── EXTRAIT DU TEXTE ──
3. En premier lieu, il ressort des éléments du dossier que, par le jugement n° 1804324 du 31 décembre 2019, le tribunal administratif de Grenoble a enjoint à l'INRAP de procéder, dans un délai de deux mois, à la réintégration juridique de M. B... à compter du 2 février 2018, à la reconstitution de ses droits sociaux et ses droits à retraite entre cette date et la date du jugement, et à la réintégration effective de M. B... à compter du jugement. Ce jugement, non contesté, est devenu définitif. La seule circonstance que M. B... se soit ensuite désisté de l'instance, pour la part encore pendante devant la juridiction quant à l'appréciation du préjudice économique, seule partie de l'instance dont il pouvait encore se désister, et que ce désistement ait été pur et simple, n'a pas eu pour conséquence de priver d'effet le jugement n° 1804324 du 31 décembre 2019, lequel demeurait exécutoire.
4. En deuxième lieu, il résulte des articles 6, 2044 et 2052 du code civil que l'administration peut, ainsi que le rappelle désormais l'article L. 423-1 du code des relations entre le public et l'administration, afin de prévenir ou d'éteindre un litige, légalement conclure avec un particulier un protocole transactionnel, sous réserve de la licéité de l'objet de ce dernier, de l'existence de concessions réciproques et équilibrées entre les parties et du respect de l'ordre public.
───
── DONNÉES ENREGISTRÉES ──
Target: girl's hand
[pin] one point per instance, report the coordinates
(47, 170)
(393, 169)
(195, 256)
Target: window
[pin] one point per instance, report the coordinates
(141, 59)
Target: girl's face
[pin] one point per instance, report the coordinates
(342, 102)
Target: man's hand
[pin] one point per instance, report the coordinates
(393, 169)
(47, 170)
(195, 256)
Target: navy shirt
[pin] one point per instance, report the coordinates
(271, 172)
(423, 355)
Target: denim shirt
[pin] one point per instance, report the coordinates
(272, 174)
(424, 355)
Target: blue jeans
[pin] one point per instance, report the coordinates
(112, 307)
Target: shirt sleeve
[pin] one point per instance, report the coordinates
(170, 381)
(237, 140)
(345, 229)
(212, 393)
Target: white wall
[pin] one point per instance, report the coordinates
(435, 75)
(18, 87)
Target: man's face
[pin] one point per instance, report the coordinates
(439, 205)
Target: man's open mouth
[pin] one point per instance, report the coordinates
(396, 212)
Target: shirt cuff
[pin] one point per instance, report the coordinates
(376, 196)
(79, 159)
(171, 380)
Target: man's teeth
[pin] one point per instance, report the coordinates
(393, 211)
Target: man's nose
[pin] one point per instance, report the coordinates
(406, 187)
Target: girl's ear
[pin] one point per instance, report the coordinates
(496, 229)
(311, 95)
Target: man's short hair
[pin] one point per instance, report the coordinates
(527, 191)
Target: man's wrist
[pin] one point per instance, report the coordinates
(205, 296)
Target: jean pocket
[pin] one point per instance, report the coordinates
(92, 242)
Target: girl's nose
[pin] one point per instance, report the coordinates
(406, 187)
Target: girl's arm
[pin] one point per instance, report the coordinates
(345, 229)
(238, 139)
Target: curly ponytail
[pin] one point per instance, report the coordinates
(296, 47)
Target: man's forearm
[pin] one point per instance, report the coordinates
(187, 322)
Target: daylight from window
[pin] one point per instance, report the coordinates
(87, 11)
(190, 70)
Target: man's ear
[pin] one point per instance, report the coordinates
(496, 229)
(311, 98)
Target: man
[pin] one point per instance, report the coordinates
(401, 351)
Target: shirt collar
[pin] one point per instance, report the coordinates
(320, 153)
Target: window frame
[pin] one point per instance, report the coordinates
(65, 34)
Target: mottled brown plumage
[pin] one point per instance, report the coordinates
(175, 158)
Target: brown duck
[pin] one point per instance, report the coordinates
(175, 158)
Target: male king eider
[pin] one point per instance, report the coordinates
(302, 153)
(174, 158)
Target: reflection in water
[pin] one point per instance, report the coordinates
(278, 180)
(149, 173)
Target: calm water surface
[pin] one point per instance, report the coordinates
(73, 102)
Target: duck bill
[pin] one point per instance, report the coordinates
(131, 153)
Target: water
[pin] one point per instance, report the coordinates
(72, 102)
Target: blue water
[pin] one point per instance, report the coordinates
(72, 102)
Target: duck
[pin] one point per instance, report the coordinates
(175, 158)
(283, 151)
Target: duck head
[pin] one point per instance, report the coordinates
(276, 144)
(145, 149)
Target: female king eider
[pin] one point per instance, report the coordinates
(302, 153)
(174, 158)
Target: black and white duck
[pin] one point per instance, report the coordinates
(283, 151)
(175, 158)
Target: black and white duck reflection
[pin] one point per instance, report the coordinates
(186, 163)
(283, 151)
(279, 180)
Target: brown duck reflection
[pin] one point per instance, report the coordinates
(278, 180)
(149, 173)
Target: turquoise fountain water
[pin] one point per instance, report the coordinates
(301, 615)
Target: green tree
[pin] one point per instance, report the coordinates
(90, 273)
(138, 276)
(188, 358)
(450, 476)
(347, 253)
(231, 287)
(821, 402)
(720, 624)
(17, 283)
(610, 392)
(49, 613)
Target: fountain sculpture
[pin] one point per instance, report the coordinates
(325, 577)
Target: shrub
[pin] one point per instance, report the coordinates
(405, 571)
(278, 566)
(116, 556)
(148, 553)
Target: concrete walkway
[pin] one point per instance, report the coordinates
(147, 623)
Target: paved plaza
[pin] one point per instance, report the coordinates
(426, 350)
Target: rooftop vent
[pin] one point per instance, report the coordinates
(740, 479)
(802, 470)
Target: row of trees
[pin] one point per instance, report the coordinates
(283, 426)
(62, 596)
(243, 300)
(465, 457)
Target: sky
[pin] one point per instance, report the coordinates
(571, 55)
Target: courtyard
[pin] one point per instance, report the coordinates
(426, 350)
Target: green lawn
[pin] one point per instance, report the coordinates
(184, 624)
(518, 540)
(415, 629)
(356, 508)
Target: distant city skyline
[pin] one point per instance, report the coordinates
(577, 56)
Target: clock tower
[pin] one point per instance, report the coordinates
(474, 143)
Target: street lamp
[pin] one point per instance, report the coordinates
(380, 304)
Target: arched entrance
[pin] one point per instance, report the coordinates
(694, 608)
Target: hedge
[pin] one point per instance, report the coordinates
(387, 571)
───
* CONSIGNE
Reproduisez fidèlement le passage de l'extrait de la décision qui commence par « 4. En deuxième » et se poursuit jusqu'à « de l'ordre public. ». Ce matériel n'a aucun lien avec l'extrait de la décision.

* RÉPONSE COMPLÈTE
4. En deuxième lieu, il résulte des articles 6, 2044 et 2052 du code civil que l'administration peut, ainsi que le rappelle désormais l'article L. 423-1 du code des relations entre le public et l'administration, afin de prévenir ou d'éteindre un litige, légalement conclure avec un particulier un protocole transactionnel, sous réserve de la licéité de l'objet de ce dernier, de l'existence de concessions réciproques et équilibrées entre les parties et du respect de l'ordre public.